## TEXTE FOURNI:
════════
4. Ne pas exiler l'État dans une business

La responsabilité sociale d'une entreprise est d'accroître ses profits.

— Milton Friedman

Le mythe selon lequel il est grand temps de mettre un businessman aux commandes de l'état, qu'il gèrerait comme une entreprise, est vivace.

Remarquons que la nature de l'entreprise est d'optimiser, idéalement pile à la limite de ce qui est acceptable pour le client. Veut-on vraiment de cette coupe rase dans des secteurs comme l'éducation et la santé, "où de surcroît la clientèle est pratiquement captive" ?!

Deuxièmement, ce qui est rentable socialement pour l'état ne l'est pas nécéssairement économiquement, et réciproquement (cigarettes, jeux, etc).

La conception populaire idéalise le secteur privé comme intrinsèquement efficace, mais remarquons la quantité d'entreprises privées échouant à ne serait-ce que passer le cap des dix ans.

Arrêtons de vouloir fitter un carré dans un cercle, nos services gouvernementaux ne sont pas des entreprises privées, leurs objectifs et modes de fonctionnement sont différents. Reconnaissons à l'état son statut à part.
════════
## TRAVAIL À FAIRE:
1. D'après le texte sur l'État et l'entreprise, en quoi consiste la nature de l'entreprise ?
2. Rédigez la suite du texte sur l'État et l'entreprise à partir de sa dernière phrase.
Les enregistrements qui suivent ne jouent aucun rôle ici.
════════
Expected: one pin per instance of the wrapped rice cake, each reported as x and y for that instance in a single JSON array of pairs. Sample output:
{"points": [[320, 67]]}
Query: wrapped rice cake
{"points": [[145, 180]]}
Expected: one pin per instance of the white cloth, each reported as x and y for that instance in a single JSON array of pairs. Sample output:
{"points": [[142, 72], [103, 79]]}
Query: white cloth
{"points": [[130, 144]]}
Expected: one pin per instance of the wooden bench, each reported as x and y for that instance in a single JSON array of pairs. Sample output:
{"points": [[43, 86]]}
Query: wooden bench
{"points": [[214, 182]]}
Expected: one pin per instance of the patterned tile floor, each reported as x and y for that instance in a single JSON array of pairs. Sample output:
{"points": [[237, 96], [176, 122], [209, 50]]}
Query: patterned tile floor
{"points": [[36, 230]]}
════════
## RÉPONSES ATTENDUES:
1. Elle consiste à optimiser, idéalement pile à la limite de ce qui est acceptable pour le client.

2.
Soyons moins naïfs en ce qui concerne l'exploitation privée de nos ressources naturelles. Récompensons l'expertise et la prise de risque des compagnies privées, mais remettons les bénéfices de l'exploitation de ressources naturelles collectives et non-renouvelables à la collectivité (cf. exemple d'Hydro-Québec).

5. Favorisons une information de qualité

Entre chroniques, information en continu, éloignement des faits, concentration des médias, pas facile de manger de l'information équilibrée.

Le journalisme moderne contribue au cynisme en analysant souvant les propositions politiques sous la lorgnette de la stratégie partisanne et des objectifs électoraux, cherchant constamment à renifler le "pari" d'une politique ou la "clientèle" visée. Rare est la chronique politique centrée sur l'intérêt collectif.

Ce jeu du chat et de la souris entre journalistes et élus conditionne une défiance envers les élus et stérilise les comportements à l'ultra-prudence.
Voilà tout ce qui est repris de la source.